■ TASK PROMPT ■
What follows is a block of records; restate each one word for word.

■ RECORDS FOR PROCESSING ■
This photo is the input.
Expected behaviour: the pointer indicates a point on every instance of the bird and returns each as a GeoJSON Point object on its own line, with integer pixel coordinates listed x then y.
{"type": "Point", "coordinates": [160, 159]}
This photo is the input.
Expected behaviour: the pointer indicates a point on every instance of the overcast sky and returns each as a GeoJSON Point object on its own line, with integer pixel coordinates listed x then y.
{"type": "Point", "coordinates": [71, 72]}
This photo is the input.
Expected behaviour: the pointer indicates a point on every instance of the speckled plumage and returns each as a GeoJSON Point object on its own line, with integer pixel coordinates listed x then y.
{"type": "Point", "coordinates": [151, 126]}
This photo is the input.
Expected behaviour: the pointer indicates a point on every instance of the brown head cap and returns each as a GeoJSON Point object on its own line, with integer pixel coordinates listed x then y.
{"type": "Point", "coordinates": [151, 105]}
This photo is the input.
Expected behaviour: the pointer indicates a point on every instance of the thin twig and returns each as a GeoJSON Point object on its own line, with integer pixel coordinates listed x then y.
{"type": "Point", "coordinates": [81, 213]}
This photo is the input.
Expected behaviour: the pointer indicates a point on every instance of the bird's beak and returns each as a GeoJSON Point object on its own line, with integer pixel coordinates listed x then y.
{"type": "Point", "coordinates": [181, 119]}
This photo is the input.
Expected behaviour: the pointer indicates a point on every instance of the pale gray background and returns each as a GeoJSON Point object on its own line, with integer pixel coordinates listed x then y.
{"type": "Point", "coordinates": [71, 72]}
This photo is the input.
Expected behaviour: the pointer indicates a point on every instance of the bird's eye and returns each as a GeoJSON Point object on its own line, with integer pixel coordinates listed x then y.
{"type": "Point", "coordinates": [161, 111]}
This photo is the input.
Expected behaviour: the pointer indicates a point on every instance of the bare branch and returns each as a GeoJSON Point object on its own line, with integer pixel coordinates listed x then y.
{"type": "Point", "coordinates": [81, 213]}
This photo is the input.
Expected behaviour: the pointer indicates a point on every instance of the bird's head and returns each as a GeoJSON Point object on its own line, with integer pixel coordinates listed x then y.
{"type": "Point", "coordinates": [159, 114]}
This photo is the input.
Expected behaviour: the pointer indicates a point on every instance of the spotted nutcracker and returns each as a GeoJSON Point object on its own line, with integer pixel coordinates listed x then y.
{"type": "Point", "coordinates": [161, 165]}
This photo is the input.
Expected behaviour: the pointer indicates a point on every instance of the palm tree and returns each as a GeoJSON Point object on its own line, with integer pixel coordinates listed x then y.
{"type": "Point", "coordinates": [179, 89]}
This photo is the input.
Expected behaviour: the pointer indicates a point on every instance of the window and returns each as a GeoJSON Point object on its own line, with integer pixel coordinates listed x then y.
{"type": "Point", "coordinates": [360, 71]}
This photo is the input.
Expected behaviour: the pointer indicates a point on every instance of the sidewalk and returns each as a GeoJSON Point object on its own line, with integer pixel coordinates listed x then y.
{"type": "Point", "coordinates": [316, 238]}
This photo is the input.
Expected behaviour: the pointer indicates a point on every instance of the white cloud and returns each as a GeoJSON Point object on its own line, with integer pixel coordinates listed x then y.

■ OUTPUT ■
This photo is the input.
Expected behaviour: the pointer indicates a point on every instance of the bird and returns each as a GeoJSON Point object on its own line, with integer pixel coordinates listed x then y.
{"type": "Point", "coordinates": [160, 159]}
This photo is the input.
Expected behaviour: the pointer indicates a point on every instance of the overcast sky and returns each as a GeoJSON Point object on its own line, with integer pixel coordinates listed x then y.
{"type": "Point", "coordinates": [71, 72]}
This photo is the input.
Expected behaviour: the pointer indicates a point on every instance of the speckled plumage and returns each as a GeoJSON Point object on its own line, with integer pixel coordinates listed x then y.
{"type": "Point", "coordinates": [151, 126]}
This photo is the input.
Expected behaviour: the pointer indicates a point on every instance of the brown head cap and returns each as a GeoJSON Point object on its own line, with integer pixel coordinates listed x then y.
{"type": "Point", "coordinates": [151, 105]}
This photo is the input.
Expected behaviour: the pointer indicates a point on every instance of the thin twig and returns each as a GeoJSON Point object on its own line, with integer pixel coordinates listed x then y.
{"type": "Point", "coordinates": [81, 213]}
This photo is the input.
Expected behaviour: the pointer indicates a point on every instance of the bird's beak and returns each as a GeoJSON Point object on its own line, with integer pixel coordinates listed x then y.
{"type": "Point", "coordinates": [181, 119]}
This photo is the input.
Expected behaviour: the pointer indicates a point on every instance of the pale gray background and returns each as a GeoJSON Point object on its own line, with integer pixel coordinates listed x then y.
{"type": "Point", "coordinates": [71, 72]}
This photo is the input.
Expected behaviour: the pointer indicates a point on every instance of the bird's eye and returns each as a GeoJSON Point object on its own line, with integer pixel coordinates listed x then y.
{"type": "Point", "coordinates": [161, 111]}
This photo is the input.
Expected behaviour: the pointer indicates a point on every instance of the bare branch and returns each as a GeoJSON Point object on its own line, with integer pixel coordinates listed x then y.
{"type": "Point", "coordinates": [81, 213]}
This photo is the input.
Expected behaviour: the pointer indicates a point on every instance of the bird's head and returns each as a GeoJSON Point object on its own line, with integer pixel coordinates listed x then y.
{"type": "Point", "coordinates": [159, 114]}
This photo is the input.
Expected behaviour: the pointer indicates a point on every instance of the spotted nutcracker and returns each as a GeoJSON Point object on its own line, with integer pixel coordinates listed x then y.
{"type": "Point", "coordinates": [161, 165]}
This photo is the input.
Expected behaviour: the pointer indicates a point on every instance of the palm tree and returns each as a GeoJSON Point object on its own line, with integer pixel coordinates listed x then y.
{"type": "Point", "coordinates": [179, 89]}
This photo is the input.
Expected behaviour: the pointer indicates a point on every instance of the window and returns each as a GeoJSON Point object on its own line, with integer pixel coordinates listed x then y.
{"type": "Point", "coordinates": [360, 71]}
This photo is the input.
Expected behaviour: the pointer indicates a point on every instance of the sidewalk and returns each as a GeoJSON Point object on its own line, with integer pixel coordinates listed x then y.
{"type": "Point", "coordinates": [316, 238]}
This photo is the input.
Expected behaviour: the pointer indicates a point on every instance of the white cloud and returns each as a GeoJSON Point object on its own line, with integer pixel coordinates listed x then y.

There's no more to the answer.